Problem statement:
Report every line of the material below that contains the word "roof", copying each one in full. Case matters.

Input for this task:

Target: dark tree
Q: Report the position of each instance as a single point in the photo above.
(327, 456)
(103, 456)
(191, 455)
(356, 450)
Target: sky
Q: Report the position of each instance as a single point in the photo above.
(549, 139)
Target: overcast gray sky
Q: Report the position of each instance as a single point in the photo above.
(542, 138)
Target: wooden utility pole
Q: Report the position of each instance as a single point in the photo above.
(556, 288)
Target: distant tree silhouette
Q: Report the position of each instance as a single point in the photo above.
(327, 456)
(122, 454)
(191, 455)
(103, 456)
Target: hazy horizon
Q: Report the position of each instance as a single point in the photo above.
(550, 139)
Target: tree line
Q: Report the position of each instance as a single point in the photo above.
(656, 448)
==
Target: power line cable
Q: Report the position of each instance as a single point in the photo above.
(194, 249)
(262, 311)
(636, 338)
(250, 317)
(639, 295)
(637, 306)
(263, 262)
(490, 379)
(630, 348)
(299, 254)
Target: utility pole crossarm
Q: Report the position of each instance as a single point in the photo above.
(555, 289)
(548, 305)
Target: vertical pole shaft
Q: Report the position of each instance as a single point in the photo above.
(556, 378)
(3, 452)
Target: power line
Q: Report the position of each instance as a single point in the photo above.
* * *
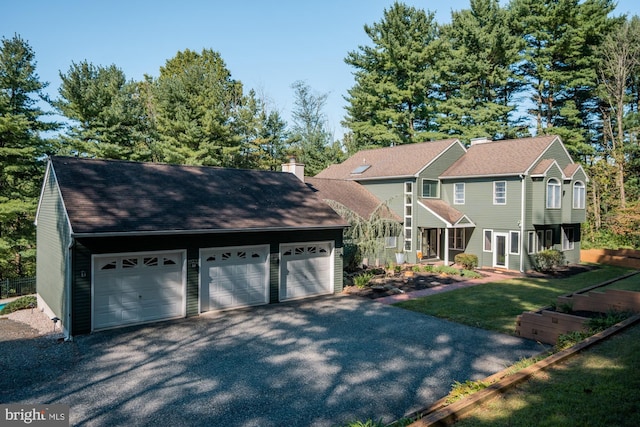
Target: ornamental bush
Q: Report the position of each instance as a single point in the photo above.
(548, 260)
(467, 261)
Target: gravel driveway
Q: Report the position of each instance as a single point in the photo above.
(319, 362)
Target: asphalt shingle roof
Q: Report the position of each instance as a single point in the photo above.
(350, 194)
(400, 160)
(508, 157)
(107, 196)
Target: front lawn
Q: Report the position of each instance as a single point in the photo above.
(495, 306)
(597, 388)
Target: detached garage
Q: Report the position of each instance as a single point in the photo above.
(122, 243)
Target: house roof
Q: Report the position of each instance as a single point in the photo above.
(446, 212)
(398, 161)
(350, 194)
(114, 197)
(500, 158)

Worked answer:
Target: asphalt shingle roof
Target: house roof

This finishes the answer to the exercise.